(Boundary labeling items)
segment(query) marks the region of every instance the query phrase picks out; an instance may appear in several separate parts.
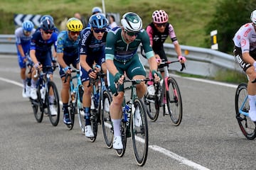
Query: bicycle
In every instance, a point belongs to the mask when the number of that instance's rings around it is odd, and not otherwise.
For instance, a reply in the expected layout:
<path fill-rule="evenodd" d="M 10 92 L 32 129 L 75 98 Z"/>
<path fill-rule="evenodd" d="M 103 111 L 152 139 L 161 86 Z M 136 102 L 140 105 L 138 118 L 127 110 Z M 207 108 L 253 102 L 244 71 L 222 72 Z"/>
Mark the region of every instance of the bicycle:
<path fill-rule="evenodd" d="M 68 130 L 72 130 L 75 124 L 75 115 L 78 114 L 78 118 L 80 118 L 80 115 L 84 115 L 83 107 L 82 107 L 82 94 L 83 94 L 83 86 L 81 81 L 81 78 L 80 76 L 79 69 L 72 69 L 70 74 L 66 74 L 64 83 L 68 80 L 68 77 L 70 76 L 70 101 L 68 103 L 68 107 L 70 110 L 70 118 L 71 124 L 66 125 Z M 71 74 L 75 73 L 75 76 L 72 76 Z M 75 79 L 76 79 L 76 84 L 75 84 Z M 80 123 L 80 121 L 79 121 Z M 82 128 L 82 124 L 80 124 L 81 129 Z"/>
<path fill-rule="evenodd" d="M 49 69 L 50 68 L 55 68 L 57 67 L 58 66 L 45 66 L 43 67 L 42 69 Z M 57 126 L 60 119 L 60 100 L 56 85 L 53 81 L 50 81 L 50 74 L 44 73 L 43 71 L 36 69 L 34 77 L 38 77 L 36 92 L 38 98 L 33 100 L 30 98 L 30 100 L 36 120 L 38 123 L 41 123 L 45 111 L 44 109 L 47 108 L 47 114 L 49 116 L 51 124 L 53 126 Z M 48 99 L 50 91 L 53 91 L 53 93 L 54 100 L 52 103 L 50 103 Z M 53 107 L 56 109 L 56 115 L 52 115 L 50 114 L 50 105 L 53 105 Z"/>
<path fill-rule="evenodd" d="M 249 118 L 250 107 L 246 83 L 240 83 L 237 87 L 235 96 L 235 118 L 245 137 L 254 140 L 256 137 L 256 125 Z"/>
<path fill-rule="evenodd" d="M 177 81 L 169 76 L 167 67 L 168 64 L 174 62 L 179 62 L 179 60 L 160 62 L 159 66 L 164 66 L 164 79 L 160 83 L 154 83 L 154 95 L 151 96 L 147 93 L 144 98 L 147 115 L 151 121 L 155 122 L 157 120 L 160 107 L 163 107 L 163 115 L 169 115 L 173 123 L 178 126 L 182 119 L 181 95 Z M 185 64 L 181 64 L 181 72 L 185 68 Z M 166 103 L 164 103 L 164 98 Z"/>
<path fill-rule="evenodd" d="M 137 164 L 141 166 L 144 166 L 146 162 L 149 149 L 149 133 L 146 109 L 143 101 L 137 96 L 136 84 L 140 81 L 150 80 L 148 79 L 124 80 L 124 84 L 127 82 L 132 83 L 130 86 L 124 88 L 124 91 L 131 90 L 131 96 L 130 99 L 127 102 L 125 102 L 125 96 L 124 96 L 123 118 L 120 125 L 123 149 L 116 150 L 117 156 L 122 157 L 126 150 L 127 140 L 132 136 L 134 155 Z M 119 86 L 119 85 L 118 85 L 117 91 L 114 94 L 114 96 L 118 95 Z M 113 132 L 112 124 L 111 123 L 110 125 L 110 130 Z"/>

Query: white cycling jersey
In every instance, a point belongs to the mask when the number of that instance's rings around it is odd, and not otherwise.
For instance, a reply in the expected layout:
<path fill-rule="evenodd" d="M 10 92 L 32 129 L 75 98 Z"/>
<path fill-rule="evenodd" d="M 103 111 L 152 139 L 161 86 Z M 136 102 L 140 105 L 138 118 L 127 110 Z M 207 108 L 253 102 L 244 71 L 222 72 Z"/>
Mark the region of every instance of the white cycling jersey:
<path fill-rule="evenodd" d="M 249 52 L 256 49 L 256 31 L 252 23 L 242 26 L 235 33 L 233 41 L 235 45 L 241 47 L 242 53 Z"/>

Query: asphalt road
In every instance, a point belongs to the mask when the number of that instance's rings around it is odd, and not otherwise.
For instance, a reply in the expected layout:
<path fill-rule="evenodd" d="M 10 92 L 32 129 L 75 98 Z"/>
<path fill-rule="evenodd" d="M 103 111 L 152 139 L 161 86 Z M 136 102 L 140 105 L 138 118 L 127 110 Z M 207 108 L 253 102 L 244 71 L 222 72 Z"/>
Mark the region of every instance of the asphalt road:
<path fill-rule="evenodd" d="M 70 131 L 62 120 L 57 127 L 47 116 L 38 123 L 21 96 L 16 57 L 0 59 L 0 169 L 256 169 L 255 140 L 245 139 L 235 117 L 235 85 L 175 77 L 183 105 L 181 124 L 176 127 L 161 115 L 149 121 L 148 159 L 140 167 L 130 139 L 119 158 L 106 147 L 101 128 L 92 143 L 78 121 Z M 60 90 L 57 72 L 55 82 Z"/>

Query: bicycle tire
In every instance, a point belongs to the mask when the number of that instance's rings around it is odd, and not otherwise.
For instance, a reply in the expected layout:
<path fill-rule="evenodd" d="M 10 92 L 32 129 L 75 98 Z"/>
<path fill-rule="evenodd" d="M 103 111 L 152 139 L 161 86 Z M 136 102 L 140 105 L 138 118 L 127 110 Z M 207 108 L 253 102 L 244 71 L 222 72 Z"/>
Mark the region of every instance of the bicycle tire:
<path fill-rule="evenodd" d="M 160 104 L 157 96 L 154 95 L 150 96 L 149 95 L 146 94 L 144 98 L 147 115 L 152 122 L 156 121 L 160 109 Z"/>
<path fill-rule="evenodd" d="M 146 162 L 149 150 L 146 111 L 144 105 L 139 98 L 135 98 L 134 103 L 135 110 L 134 114 L 131 115 L 132 118 L 131 123 L 132 147 L 137 164 L 142 166 Z M 137 110 L 139 110 L 140 114 Z"/>
<path fill-rule="evenodd" d="M 31 101 L 35 118 L 38 123 L 41 123 L 43 118 L 43 103 L 40 94 L 40 86 L 38 86 L 36 93 L 38 98 L 36 100 L 31 98 Z"/>
<path fill-rule="evenodd" d="M 169 91 L 166 91 L 168 113 L 174 125 L 178 126 L 182 120 L 181 94 L 177 81 L 173 77 L 168 78 Z"/>
<path fill-rule="evenodd" d="M 92 130 L 93 132 L 94 137 L 90 137 L 90 141 L 91 142 L 94 142 L 97 138 L 97 110 L 91 110 L 91 124 L 92 124 Z"/>
<path fill-rule="evenodd" d="M 85 133 L 85 112 L 82 106 L 82 94 L 83 94 L 83 86 L 82 84 L 78 86 L 78 93 L 76 97 L 78 118 L 79 122 L 79 126 L 81 128 L 82 132 Z"/>
<path fill-rule="evenodd" d="M 127 125 L 126 125 L 125 122 L 121 121 L 120 132 L 121 132 L 121 135 L 122 135 L 122 143 L 123 144 L 123 149 L 115 150 L 116 153 L 119 157 L 122 157 L 124 155 L 127 142 L 127 134 L 126 134 Z"/>
<path fill-rule="evenodd" d="M 53 103 L 50 103 L 48 97 L 46 98 L 46 100 L 47 100 L 47 106 L 48 106 L 48 113 L 49 119 L 50 119 L 51 124 L 53 126 L 57 126 L 58 123 L 59 123 L 59 120 L 60 120 L 59 96 L 58 96 L 58 89 L 57 89 L 57 87 L 56 87 L 56 85 L 55 84 L 55 83 L 53 81 L 49 81 L 48 84 L 48 91 L 50 91 L 50 90 L 52 89 L 53 91 L 53 96 L 54 96 Z M 46 96 L 49 96 L 48 94 L 48 95 L 46 95 Z M 50 104 L 54 105 L 54 108 L 56 109 L 56 111 L 57 111 L 56 115 L 52 115 L 50 114 Z"/>
<path fill-rule="evenodd" d="M 101 102 L 102 126 L 104 140 L 107 147 L 111 149 L 113 145 L 114 128 L 110 114 L 110 106 L 112 96 L 108 91 L 103 91 Z"/>
<path fill-rule="evenodd" d="M 235 118 L 245 137 L 248 140 L 254 140 L 256 137 L 255 123 L 247 116 L 240 113 L 240 108 L 244 102 L 245 102 L 245 104 L 242 110 L 244 112 L 249 113 L 249 99 L 247 98 L 248 95 L 247 88 L 247 84 L 241 83 L 236 89 L 235 97 Z M 245 101 L 246 98 L 247 101 Z"/>

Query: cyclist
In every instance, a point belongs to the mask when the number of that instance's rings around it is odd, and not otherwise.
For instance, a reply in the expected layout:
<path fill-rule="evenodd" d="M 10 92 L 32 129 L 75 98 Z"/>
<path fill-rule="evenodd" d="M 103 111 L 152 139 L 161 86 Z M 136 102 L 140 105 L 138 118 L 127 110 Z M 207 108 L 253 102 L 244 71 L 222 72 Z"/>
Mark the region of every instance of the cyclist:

YOUR INSTRUCTIONS:
Locate every line in the listing that contains the string "white", matching case exactly, and copy each of those lines.

ANSWER FOR THIS EXERCISE:
Query: white cycling jersey
Mark the region of every instance of the white cycling jersey:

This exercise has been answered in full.